## [Exercise prompt]
Down to the final line, print the records again exactly.
### Records for this task
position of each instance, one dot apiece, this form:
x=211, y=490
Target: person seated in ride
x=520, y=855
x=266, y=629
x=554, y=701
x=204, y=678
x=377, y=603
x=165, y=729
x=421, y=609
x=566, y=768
######
## [Response area]
position of each instance, one dot apiece, this form:
x=211, y=490
Target: person seated in ride
x=520, y=855
x=266, y=629
x=554, y=701
x=204, y=678
x=377, y=603
x=165, y=729
x=421, y=609
x=566, y=768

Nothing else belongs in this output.